Point labeling data based on photos:
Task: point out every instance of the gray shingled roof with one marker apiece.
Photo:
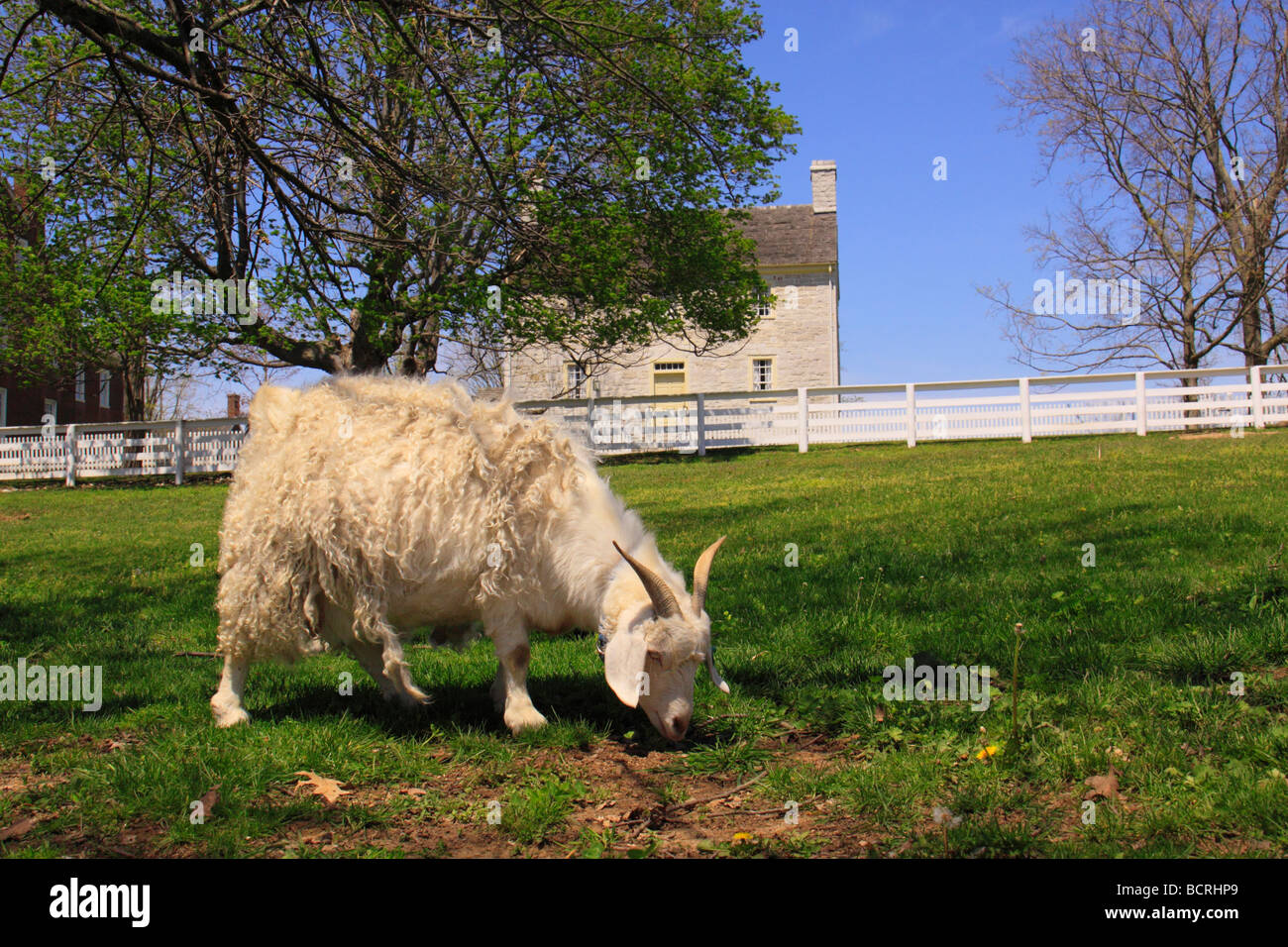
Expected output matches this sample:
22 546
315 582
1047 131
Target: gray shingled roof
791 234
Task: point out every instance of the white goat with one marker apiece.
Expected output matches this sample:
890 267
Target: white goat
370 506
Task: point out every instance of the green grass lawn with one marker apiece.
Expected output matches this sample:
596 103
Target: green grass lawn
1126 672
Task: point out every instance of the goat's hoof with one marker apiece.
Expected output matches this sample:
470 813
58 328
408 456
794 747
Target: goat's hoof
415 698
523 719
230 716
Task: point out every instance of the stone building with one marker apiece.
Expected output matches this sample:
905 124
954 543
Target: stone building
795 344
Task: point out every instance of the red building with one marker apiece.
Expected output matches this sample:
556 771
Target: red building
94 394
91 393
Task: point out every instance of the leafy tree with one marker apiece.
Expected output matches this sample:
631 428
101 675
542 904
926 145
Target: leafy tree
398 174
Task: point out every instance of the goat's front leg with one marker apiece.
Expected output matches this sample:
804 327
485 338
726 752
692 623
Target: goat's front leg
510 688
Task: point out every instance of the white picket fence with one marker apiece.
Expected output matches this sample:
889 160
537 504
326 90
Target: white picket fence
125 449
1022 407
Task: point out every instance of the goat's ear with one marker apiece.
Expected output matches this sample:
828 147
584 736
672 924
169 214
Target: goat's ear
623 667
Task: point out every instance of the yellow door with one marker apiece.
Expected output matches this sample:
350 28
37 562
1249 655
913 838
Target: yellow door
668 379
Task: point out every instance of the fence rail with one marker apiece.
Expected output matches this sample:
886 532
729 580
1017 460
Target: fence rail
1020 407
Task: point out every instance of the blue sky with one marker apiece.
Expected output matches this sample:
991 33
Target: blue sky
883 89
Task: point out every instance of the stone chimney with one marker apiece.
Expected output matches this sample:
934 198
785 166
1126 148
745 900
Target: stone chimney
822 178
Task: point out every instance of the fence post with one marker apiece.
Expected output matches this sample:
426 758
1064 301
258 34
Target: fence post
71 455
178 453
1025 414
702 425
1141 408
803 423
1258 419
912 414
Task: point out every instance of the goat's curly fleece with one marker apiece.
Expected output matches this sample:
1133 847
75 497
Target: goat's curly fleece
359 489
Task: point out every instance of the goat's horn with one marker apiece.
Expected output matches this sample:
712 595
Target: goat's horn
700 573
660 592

---

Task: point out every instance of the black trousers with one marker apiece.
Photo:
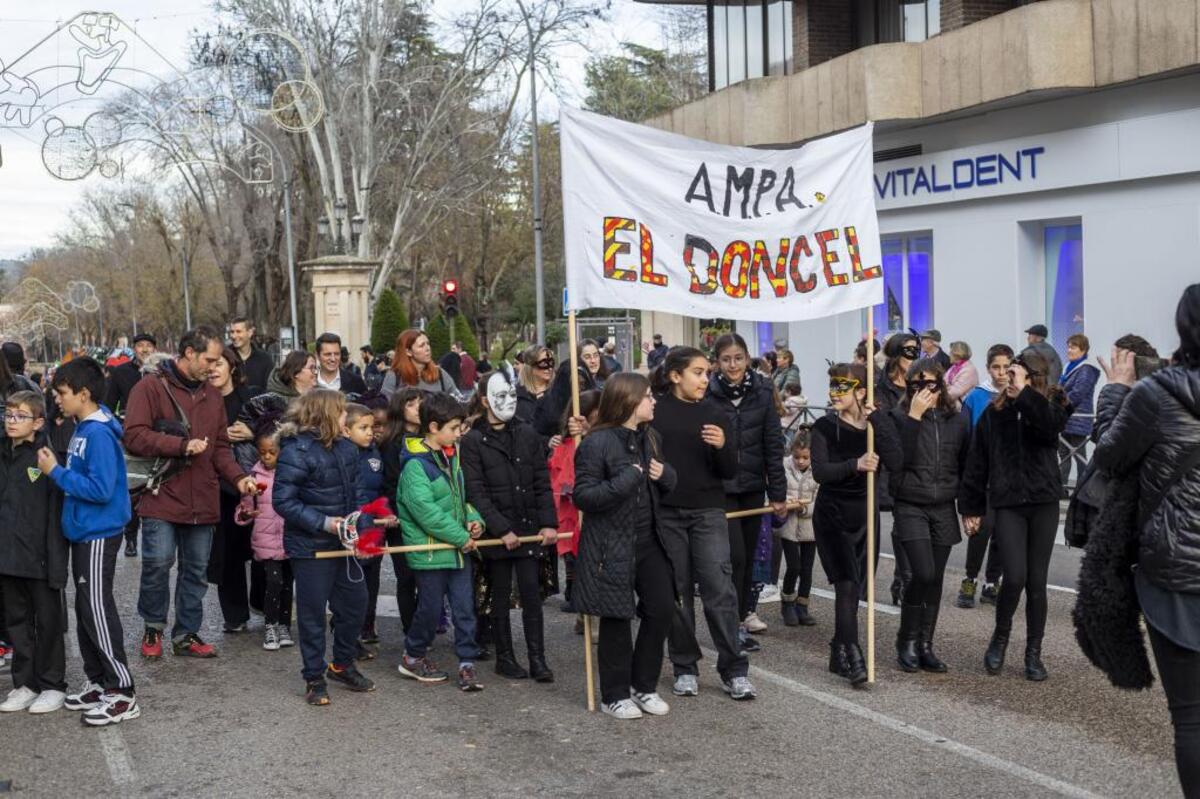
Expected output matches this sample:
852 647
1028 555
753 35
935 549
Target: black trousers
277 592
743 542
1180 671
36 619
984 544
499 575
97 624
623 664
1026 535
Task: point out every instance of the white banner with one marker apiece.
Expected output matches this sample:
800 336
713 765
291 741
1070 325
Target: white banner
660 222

** Brief **
Count the lines in the items above that contain the word "fleece", and reply with the number alone.

** Exercise answer **
2